TRECHO DO DOCUMENTO
══════════════════════════════

Em maio de 2016, a mídia divulgou áudios de conversas entre os personagens que tramavam o golpe de Estado, que resultou no impeachment da presidenta Dilma Rousseff. “Estou conversando com os generais, comandantes militares. Está tudo tranquilo, os caras dizem que vão garantir. Estão monitorando o MST, não sei o quê, para não perturbar”, dizia Romero Jucá ao seu interlocutor, o ex-peessedebista e, na época, no PMDB, Sérgio Machado. Os áudios registravam conversas ocorridas em março entre os articuladores do golpe de Estado, dois meses antes da votação do impeachment no Senado Federal, em 12 de maio.
Em 2 de janeiro de 2019, durante a cerimônia de transmissão de cargo no Ministério da Defesa, o capitão-presidente agradeceu publicamente ao ex-comandante do Exército, general Villas Bôas, por sua eleição. “O senhor é um dos responsáveis por eu estar aqui”, discursou o presidente eleito, emendando que “o que já conversamos morrerá entre nós”. Agora, nomeado assessor especial do Palácio do Planalto, o general Villas Bôas, por sua vez, afirmou que Bolsonaro “tirou o país da amarra ideológica que sequestrou o livre pensar” e “do pensamento único e nefasto”.
O registro da conversa não deixa dúvidas sobre a participação dos militares, mais exatamente dos “comandantes militares” no processo que terminou afastando ilegalmente a presidente recém-eleita do Brasil. A partir de então, acelerou-se a conspiração intramuros dos quartéis que evoluiu para a eleição do capitão Jair Bolsonaro nas eleições de 2018. Este fato, seguido de uma sequência de outras ocorrências, não deixa qualquer dúvida de que o papel do Exército foi, e segue sendo, maior do que apenas “tutelar” um presidente destrambelhado.
Naquele momento, a conspiração ainda corria em duas frentes, uma linha “oficialista” tendo à frente o general Villas Bôas e, outra, mas não contraditória, liderada pela turma do Haiti, herdeiros do general Silvio Frota e da linha dura. O grupo do Haiti, sob “comando” do general Augusto Heleno, inicialmente apostou na quartelada, mas em 2017 embarca na campanha do capitão Bolsonaro. O comandante do Exército, general Villas Bôas investiu na chantagem “democrática”, buscando a construir uma “saída” pelo centro em torno do candidato Geraldo Alckim, mas sucumbiu às ameaças dos generais Heleno e Mourão.
A turma do Haiti começou a operar/conspirar mais efetivamente em setembro de 2017, quando o general Oswaldo Ferreira foi convidado para participar do programa de governo de Bolsonaro. As reuniões do grupo fechado, formado basicamente por militares do Exército, ocorriam às quartas-feiras, combinando com a agenda parlamentar de Bolsonaro, que assim participava das reuniões. O caráter “militar” e conspiratório das reuniões foi lembrado em recentes áudios do ex-presidente do PSL, Gustavo Bebianno, no bate-boca travado com o presidente Bolsonaro.
Gustavo Bebianno, ex-presidente do PSL – “O senhor se lembra que, no início, eu não poderia participar das reuniões de quarta-feira, porque os generais teriam restrições contra mim? Eu não entendia que restrições eram aquelas, se eles nem me conheciam. O senhor hoje pergunte para eles qual o conceito que eles têm a meu respeito, sabe, capitão?

══════════════════════════════

OBJETIVO DECLARADO 1
Resuma o trecho do documento em duas frases.
O trecho do documento e as linhas são materiais separados, sem relação entre si.

══════════════════════════════

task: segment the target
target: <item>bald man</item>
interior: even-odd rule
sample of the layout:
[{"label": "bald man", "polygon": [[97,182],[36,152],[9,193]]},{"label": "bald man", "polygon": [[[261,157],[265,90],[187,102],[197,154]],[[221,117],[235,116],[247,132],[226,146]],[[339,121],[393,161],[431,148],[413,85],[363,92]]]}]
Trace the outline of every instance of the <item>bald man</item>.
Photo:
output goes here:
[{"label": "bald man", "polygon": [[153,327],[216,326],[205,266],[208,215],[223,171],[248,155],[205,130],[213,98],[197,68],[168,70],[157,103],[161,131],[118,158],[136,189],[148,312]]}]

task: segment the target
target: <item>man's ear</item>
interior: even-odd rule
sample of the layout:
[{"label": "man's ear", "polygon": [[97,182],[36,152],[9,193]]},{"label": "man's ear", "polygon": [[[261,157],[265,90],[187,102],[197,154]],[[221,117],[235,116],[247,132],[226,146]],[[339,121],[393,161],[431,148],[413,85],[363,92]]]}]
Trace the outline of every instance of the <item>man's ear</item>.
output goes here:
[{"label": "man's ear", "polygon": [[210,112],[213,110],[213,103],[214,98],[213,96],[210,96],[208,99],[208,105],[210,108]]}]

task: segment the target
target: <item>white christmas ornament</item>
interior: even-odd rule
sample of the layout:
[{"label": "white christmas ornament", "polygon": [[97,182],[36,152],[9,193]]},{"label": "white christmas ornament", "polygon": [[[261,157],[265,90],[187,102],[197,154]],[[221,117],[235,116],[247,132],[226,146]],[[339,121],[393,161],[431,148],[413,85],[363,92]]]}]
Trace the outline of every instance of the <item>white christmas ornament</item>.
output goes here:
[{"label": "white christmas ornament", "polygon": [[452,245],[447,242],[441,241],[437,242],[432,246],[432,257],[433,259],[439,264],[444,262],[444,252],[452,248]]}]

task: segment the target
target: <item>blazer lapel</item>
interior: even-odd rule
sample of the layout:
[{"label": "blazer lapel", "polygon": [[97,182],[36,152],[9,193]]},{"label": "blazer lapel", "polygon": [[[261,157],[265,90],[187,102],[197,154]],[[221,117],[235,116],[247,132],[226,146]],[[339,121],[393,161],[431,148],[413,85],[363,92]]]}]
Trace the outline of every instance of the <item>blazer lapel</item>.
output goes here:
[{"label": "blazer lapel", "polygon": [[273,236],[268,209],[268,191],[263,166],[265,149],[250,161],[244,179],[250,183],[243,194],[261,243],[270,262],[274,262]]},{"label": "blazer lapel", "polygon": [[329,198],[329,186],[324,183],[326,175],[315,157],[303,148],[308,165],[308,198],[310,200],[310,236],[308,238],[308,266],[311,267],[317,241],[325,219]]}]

══════════════════════════════

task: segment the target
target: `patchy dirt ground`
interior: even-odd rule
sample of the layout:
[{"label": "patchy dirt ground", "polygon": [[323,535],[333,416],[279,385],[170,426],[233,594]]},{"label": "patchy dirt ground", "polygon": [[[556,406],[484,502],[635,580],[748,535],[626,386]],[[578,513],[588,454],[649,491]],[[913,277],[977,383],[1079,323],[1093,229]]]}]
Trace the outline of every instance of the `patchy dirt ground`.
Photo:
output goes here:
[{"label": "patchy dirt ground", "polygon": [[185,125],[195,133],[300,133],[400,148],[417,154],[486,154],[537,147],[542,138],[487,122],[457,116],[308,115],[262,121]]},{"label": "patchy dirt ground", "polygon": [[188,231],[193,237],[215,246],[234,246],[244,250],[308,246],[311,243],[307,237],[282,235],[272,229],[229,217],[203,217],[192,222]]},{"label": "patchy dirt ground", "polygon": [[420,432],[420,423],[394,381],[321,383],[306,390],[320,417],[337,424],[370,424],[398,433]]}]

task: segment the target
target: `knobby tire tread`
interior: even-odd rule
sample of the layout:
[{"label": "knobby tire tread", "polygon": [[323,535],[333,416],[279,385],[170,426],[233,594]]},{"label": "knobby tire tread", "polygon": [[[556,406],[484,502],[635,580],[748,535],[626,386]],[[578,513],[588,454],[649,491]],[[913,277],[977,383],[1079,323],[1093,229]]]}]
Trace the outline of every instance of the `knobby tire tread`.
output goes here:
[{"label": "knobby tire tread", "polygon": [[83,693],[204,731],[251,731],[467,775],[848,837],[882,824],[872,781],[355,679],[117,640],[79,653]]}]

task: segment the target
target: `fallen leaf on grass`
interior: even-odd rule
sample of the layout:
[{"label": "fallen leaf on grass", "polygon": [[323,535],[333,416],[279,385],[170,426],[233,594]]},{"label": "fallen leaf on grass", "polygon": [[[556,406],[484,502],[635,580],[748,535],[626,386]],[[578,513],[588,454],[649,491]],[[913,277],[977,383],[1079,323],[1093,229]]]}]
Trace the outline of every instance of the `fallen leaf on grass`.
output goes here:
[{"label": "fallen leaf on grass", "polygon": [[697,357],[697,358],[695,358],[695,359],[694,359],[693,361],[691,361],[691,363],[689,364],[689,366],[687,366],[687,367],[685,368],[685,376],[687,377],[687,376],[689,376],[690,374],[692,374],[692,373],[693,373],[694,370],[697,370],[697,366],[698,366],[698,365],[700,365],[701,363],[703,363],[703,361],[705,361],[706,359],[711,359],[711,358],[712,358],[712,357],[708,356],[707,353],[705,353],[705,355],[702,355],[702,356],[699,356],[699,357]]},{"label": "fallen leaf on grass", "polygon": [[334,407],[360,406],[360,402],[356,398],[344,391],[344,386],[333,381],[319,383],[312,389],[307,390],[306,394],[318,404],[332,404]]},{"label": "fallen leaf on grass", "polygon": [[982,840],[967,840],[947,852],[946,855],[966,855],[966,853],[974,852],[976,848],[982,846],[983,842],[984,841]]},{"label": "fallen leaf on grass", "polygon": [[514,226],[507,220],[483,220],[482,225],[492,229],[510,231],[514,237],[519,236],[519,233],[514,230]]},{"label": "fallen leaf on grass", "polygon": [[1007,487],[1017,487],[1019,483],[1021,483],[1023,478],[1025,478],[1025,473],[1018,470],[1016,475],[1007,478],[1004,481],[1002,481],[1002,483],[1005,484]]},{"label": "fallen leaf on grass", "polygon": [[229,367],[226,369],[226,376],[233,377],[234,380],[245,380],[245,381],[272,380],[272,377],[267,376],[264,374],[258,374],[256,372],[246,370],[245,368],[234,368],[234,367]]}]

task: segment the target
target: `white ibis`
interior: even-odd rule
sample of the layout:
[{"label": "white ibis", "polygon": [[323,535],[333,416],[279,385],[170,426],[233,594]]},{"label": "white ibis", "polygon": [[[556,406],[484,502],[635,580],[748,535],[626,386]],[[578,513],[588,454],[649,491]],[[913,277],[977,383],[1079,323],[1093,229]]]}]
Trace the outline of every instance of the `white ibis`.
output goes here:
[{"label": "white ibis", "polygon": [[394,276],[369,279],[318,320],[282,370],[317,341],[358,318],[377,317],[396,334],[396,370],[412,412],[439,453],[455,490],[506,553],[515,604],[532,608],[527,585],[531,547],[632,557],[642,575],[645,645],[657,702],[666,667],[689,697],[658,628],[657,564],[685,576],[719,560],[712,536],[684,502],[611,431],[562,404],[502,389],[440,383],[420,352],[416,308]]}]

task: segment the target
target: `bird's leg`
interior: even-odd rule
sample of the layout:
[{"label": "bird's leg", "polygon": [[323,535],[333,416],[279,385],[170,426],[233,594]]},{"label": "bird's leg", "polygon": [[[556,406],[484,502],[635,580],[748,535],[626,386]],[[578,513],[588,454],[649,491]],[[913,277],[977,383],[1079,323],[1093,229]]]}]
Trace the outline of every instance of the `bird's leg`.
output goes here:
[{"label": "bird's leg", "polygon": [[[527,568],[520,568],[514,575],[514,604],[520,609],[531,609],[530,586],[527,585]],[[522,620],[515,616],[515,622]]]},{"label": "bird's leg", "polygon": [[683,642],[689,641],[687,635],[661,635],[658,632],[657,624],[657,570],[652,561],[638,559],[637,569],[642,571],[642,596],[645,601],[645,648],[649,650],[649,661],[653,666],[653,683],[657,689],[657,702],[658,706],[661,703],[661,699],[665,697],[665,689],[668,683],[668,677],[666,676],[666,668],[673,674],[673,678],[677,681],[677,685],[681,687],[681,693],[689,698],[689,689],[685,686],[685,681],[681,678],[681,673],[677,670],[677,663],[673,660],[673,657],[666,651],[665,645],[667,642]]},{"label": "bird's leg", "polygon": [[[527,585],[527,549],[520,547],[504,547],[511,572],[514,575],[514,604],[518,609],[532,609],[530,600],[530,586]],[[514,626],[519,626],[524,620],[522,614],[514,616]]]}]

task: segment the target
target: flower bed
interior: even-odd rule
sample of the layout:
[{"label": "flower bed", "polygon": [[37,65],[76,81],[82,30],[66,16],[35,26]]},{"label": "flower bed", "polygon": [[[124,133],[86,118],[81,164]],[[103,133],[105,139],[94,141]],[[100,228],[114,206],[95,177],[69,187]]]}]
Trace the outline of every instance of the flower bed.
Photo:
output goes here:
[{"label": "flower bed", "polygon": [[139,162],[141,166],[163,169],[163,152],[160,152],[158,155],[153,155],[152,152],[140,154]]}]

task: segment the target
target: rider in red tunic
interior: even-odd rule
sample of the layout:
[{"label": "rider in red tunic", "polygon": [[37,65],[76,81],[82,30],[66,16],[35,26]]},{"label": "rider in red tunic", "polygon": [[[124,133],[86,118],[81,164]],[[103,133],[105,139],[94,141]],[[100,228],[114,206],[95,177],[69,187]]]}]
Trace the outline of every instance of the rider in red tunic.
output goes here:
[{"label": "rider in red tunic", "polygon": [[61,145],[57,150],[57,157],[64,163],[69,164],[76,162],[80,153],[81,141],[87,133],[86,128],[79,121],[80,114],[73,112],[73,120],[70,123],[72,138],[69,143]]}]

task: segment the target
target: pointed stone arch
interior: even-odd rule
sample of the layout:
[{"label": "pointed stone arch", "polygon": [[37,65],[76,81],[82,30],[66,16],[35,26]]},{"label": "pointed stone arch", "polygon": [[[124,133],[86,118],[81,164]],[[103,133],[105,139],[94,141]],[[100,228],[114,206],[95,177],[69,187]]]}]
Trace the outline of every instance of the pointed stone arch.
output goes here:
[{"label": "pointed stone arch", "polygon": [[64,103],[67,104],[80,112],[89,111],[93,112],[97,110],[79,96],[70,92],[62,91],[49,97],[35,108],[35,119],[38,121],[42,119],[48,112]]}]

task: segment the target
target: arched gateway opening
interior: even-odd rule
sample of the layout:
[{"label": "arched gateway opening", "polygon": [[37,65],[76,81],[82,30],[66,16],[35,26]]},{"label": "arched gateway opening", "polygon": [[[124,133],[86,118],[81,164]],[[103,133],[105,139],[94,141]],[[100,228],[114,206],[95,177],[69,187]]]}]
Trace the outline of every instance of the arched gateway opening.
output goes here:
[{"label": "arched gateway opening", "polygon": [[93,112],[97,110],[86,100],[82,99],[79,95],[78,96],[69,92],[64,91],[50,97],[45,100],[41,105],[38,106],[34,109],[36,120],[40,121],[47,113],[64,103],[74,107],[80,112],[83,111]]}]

══════════════════════════════

OBJETIVO DECLARADO 2
Filtre as linhas e copie cada uma que contenha a palavra "ground".

RESULTADO FINAL 1
Segundo o trecho do documento, áudios divulgados em maio de 2016 registraram Romero Jucá dizendo a Sérgio Machado que conversava com comandantes militares, o que comprovaria a participação dos militares no processo que afastou Dilma Rousseff e que evoluiu para a eleição de Jair Bolsonaro em 2018. A conspiração corria em duas frentes, uma liderada pelo general Villas Bôas e outra pela turma do Haiti, sob o general Augusto Heleno, que em 2017 embarcou na campanha de Bolsonaro e realizava reuniões às quartas-feiras, lembradas em áudios de Gustavo Bebianno.

RESULTADO FINAL 2
target: `patchy dirt ground`
[{"label": "patchy dirt ground", "polygon": [[323,535],[333,416],[279,385],[170,426],[233,594]]},{"label": "patchy dirt ground", "polygon": [[[556,406],[484,502],[635,580],[748,535],[626,386]],[[578,513],[588,454],[649,491]],[[913,277],[977,383],[1079,323],[1093,229]]]}]
Trace the outline of every instance of the `patchy dirt ground`.
[{"label": "patchy dirt ground", "polygon": [[185,125],[195,133],[300,133],[400,148],[417,154],[486,154],[537,147],[542,138],[487,122],[457,116],[308,115],[262,121]]},{"label": "patchy dirt ground", "polygon": [[188,231],[193,237],[215,246],[234,246],[244,250],[308,246],[311,243],[307,237],[282,235],[272,229],[229,217],[203,217],[192,222]]},{"label": "patchy dirt ground", "polygon": [[420,432],[420,423],[394,381],[321,383],[306,390],[320,417],[337,424],[370,424],[398,433]]}]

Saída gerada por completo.